#### [Work instructions]
Only lines holding the word "separate" are wanted from the records; copy all of them.

Top of Dataset excerpts

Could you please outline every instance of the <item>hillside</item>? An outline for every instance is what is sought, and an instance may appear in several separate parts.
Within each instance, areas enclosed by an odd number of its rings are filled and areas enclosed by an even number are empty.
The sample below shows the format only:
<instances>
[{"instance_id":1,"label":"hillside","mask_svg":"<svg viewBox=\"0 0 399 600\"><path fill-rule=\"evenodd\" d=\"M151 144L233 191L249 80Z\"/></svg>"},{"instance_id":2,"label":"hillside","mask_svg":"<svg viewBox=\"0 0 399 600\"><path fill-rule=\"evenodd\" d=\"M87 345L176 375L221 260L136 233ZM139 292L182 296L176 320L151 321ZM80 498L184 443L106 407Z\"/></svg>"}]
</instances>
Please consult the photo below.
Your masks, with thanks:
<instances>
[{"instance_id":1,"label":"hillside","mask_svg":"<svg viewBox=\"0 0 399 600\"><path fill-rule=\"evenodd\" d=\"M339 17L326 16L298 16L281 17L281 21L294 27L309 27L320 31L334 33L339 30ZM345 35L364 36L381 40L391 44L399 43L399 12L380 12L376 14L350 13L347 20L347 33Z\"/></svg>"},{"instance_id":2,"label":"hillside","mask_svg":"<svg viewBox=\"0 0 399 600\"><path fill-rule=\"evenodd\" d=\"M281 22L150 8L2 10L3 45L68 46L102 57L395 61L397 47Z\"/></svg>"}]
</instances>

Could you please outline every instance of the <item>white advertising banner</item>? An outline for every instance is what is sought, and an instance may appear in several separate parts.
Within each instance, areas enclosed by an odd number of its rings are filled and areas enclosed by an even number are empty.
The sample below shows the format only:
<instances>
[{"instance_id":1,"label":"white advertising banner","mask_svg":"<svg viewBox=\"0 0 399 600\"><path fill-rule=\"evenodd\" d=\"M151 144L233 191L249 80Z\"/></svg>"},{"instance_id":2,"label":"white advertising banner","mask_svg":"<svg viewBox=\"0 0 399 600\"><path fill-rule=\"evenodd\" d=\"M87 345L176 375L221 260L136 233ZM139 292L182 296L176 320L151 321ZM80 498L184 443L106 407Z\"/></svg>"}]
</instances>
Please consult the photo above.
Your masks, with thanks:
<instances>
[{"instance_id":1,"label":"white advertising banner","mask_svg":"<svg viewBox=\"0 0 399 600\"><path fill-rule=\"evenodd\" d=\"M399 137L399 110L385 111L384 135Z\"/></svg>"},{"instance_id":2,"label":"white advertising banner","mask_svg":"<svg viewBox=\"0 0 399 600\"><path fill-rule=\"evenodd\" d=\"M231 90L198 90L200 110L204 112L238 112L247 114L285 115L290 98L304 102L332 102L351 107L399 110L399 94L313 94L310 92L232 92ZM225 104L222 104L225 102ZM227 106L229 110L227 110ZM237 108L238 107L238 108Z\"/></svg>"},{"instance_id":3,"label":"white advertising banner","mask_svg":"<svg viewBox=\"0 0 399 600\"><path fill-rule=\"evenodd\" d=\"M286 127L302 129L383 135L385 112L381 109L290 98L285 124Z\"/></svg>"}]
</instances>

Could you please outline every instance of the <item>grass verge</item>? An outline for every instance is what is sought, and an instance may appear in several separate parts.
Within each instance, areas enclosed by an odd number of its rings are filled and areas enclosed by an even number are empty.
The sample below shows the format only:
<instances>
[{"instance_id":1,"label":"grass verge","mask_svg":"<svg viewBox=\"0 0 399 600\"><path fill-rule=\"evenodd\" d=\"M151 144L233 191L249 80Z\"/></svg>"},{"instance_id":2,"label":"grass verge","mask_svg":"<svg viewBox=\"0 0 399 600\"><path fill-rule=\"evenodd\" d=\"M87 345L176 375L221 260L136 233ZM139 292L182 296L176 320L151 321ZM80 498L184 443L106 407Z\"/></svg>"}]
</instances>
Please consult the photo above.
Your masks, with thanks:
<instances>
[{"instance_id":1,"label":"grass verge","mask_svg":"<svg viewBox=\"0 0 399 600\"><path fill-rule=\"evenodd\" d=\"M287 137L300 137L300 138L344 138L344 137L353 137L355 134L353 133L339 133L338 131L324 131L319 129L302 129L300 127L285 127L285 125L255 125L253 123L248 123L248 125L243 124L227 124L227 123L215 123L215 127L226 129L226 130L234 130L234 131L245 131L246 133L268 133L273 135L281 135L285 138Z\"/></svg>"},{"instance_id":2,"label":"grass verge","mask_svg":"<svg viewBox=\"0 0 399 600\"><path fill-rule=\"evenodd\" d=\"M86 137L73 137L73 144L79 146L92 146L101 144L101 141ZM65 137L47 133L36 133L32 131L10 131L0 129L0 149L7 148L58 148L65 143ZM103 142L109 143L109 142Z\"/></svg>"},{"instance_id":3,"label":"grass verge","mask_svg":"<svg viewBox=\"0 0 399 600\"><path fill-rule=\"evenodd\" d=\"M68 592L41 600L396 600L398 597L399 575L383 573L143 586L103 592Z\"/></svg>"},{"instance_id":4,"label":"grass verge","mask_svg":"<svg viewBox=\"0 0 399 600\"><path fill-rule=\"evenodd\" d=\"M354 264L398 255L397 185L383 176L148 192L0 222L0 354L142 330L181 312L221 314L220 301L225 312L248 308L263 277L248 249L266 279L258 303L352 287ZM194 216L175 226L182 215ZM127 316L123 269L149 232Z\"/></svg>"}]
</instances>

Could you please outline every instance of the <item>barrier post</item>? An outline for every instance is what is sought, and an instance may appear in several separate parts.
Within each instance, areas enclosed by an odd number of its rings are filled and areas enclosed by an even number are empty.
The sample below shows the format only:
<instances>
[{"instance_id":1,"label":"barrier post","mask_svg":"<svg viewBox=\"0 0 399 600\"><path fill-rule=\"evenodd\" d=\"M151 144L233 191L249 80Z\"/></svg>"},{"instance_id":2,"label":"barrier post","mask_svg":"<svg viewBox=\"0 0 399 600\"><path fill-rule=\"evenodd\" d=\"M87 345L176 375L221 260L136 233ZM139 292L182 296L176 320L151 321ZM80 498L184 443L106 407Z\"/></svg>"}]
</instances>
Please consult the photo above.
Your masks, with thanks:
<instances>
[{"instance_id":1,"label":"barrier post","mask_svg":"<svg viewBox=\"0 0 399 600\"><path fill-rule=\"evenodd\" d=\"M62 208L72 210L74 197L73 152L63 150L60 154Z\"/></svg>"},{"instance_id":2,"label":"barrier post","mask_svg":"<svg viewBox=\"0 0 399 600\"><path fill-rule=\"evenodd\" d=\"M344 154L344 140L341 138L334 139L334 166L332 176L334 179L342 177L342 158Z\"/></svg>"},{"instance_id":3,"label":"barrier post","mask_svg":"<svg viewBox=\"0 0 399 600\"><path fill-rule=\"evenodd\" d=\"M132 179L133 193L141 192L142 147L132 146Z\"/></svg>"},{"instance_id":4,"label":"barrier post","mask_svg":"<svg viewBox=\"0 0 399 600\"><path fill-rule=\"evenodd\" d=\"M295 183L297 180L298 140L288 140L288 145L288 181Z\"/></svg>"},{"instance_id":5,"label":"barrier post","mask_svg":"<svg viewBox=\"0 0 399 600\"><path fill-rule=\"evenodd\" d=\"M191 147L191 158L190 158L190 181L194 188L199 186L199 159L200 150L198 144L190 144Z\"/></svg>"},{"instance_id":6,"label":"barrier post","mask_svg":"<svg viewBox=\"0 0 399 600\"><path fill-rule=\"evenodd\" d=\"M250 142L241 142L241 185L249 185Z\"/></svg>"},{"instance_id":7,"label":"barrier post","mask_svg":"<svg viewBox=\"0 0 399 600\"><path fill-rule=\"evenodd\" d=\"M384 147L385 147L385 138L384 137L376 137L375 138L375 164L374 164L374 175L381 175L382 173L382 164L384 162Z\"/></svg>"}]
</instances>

Bottom of Dataset excerpts

#### [Result of the exercise]
Could you please outline every instance of the <item>hillside</item>? An outline for every instance is what is sought, and an instance may appear in several separate parts.
Could you please outline every instance of the <item>white advertising banner</item>? An outline for every instance is what is sought, and an instance may appear in several separate parts.
Could you please outline every instance of the <item>grass verge</item>? An outline for every instance is what is sought, and an instance may appear in several separate parts.
Could you please outline every instance of the <item>barrier post</item>? An outline for every instance is what is sought, and an instance may appear in several separate parts.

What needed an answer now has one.